Task list
**A)** Answer these questions from the convergence curve analysis:
(i) What is the maximum number of objective function evaluations shown on the x-axis?
(ii) From how many independent runs are the average fitness values on the y-axis obtained?
(iii) On which functions did certain comparison algorithms achieve better optimization results?
**B)** Rewrite the convergence curve analysis from "3.2.2. Convergence Curve" up to and including "a single trial.", replacing "benchmark test functions" with "standard test functions".

-------- Document passage --------

3.2.2. Convergence Curve Analysis

Appendix A.1 presents the convergence curves of the proposed AP-IVYPSO-BP algorithm and comparison algorithms, showing how the average fitness values of the benchmark test functions change with the number of objective function evaluations. This provides a more comprehensive representation of the optimization process and overall performance of each algorithm. The x-axis indicates the number of objective function evaluations (with a maximum of 15,000), while the y-axis displays the average fitness values obtained from 30 independent runs, thereby minimizing the random fluctuations that could arise from a single trial.

The figure reveals that the AP-IVYPSO algorithm exhibits faster convergence and superior average performance across 18 test functions (f1–f4, f8–f9, f11, f13–f20, and f24–f26), highlighting its robust global optimization capability. However, on functions f5, f7, f22, and f23, certain comparison algorithms achieved better optimization results, suggesting that these algorithms also demonstrate strong adaptability to specific problem instances.

-------- Given information --------

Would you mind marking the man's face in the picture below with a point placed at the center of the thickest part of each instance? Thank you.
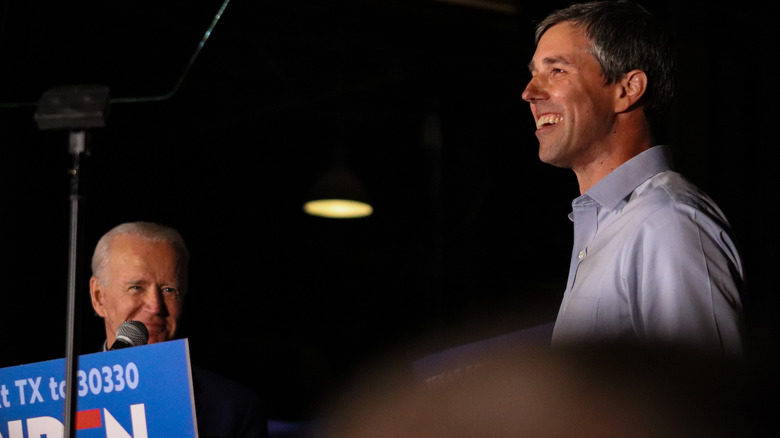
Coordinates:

--------

Answers per task
**A)**
(i) 15,000
(ii) 30
(iii) f5, f7, f22, and f23

**B)**
3.2.2. Convergence Curve Analysis

Appendix A.1 presents the convergence curves of the proposed AP-IVYPSO-BP algorithm and comparison algorithms, showing how the average fitness values of the standard test functions change with the number of objective function evaluations. This provides a more comprehensive representation of the optimization process and overall performance of each algorithm. The x-axis indicates the number of objective function evaluations (with a maximum of 15,000), while the y-axis displays the average fitness values obtained from 30 independent runs, thereby minimizing the random fluctuations that could arise from a single trial.